WHAT YOU HAVE TO DO => Please continue the piece on Nigel Stevens and IT at Reed Elsevier, carrying it on from its final sentence.

SUPPLIED TEXT =>
####################
The man tasked with the responsibility of empowering the 37,000 employees around the world with the tools and technologies they need to undertake their jobs effectively is Nigel Stevens. He is responsible for, amongst other things, technology alliances and the organisation's Platform 2000 project, which will see Reed Elsevier deploy Microsoft Windows .net Server and Office XP on XP across most of the business by 2004.

Stevens, whose full job title is vice-president of information systems and technology alliances worldwide, also has to cope with the additional complexities that come as a result of Reed's acquisition strategy and the diversity of its individual businesses.

"In a strategic position such as mine, you must present a vision," he says. "In fact, you must sell that vision in order to get the funding you need to do the things that need to be done."

Stevens says that although IT is the "absolute lifeblood of the company", it is still seen by many as an "overhead, not an opportunity," and although things are changing, winning mindshare is a slow process. He says, "For example, someone said to me recently, 'all you are doing is giving my secretary more tools so she gets even more confused. Doesn't she have enough already?'"
####################
EXCERPTED RECORDS =>
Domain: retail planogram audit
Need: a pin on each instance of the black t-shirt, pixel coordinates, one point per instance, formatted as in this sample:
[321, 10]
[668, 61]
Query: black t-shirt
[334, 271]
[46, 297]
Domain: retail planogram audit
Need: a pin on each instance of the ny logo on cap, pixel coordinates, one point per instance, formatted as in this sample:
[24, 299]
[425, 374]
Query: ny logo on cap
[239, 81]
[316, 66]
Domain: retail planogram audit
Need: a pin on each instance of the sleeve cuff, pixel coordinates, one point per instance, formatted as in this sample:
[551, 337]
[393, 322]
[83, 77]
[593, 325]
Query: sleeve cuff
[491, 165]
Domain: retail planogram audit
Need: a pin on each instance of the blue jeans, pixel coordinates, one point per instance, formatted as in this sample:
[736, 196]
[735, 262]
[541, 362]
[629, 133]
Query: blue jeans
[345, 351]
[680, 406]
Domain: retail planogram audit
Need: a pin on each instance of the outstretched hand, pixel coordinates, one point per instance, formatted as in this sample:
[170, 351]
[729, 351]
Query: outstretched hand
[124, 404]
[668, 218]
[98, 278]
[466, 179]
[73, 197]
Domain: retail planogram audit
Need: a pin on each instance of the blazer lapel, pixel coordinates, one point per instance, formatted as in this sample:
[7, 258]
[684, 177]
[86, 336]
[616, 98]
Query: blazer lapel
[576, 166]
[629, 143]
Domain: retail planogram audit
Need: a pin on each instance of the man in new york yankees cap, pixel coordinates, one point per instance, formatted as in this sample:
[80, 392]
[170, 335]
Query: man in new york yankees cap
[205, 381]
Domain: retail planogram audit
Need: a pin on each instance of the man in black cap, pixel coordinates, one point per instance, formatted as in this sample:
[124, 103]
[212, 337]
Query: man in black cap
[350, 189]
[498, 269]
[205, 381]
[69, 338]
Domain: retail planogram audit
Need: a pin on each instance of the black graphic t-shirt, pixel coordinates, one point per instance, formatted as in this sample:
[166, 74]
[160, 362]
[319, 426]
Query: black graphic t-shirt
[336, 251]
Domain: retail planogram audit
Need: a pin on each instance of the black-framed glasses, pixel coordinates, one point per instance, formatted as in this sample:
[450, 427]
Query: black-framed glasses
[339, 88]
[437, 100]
####################
ANSWER FOR THIS EXERCISE =>
In fact, giving employees the tools to do their job is his biggest challenge, he says. To clarify his vision, Stevens divides his task into three segments: providing the appropriate technology strategy for employees; doing the same for customers; and product delivery.

"The employee architecture is always understated in importance," he says. "When we talk about big implementations we think of complex financial or ERP [enterprise resource planning] systems such as SAP or Oracle.

"There is no similar song and dance about the client and server arena - people take it for granted that it is there to allow people to do their job and that's just the point. While small groups use SAP or Oracle applications to service their functional responsibilities, everyone uses Microsoft Office and e-mail every hour, every day," Stevens says.

"If you then consider all the add-ons required in this space - external and personal firewalls, other utility licensing costs, remote access and secure authentication and now things like peer-to-peer videoconferencing there is a lot to consider and if you do the math, the overall cost to an enterprise is massive."

He continues, "In the 21st century [the desktop] should be approached far more strategically and holistically. I think we still have a hangover from the time when we called our desktop our 'personal computer' - people still sadly think 'It is mine - it's my personal computer' rather than seeing it as a portal hung off or transparently connected to the enterprise network and the Internet beyond."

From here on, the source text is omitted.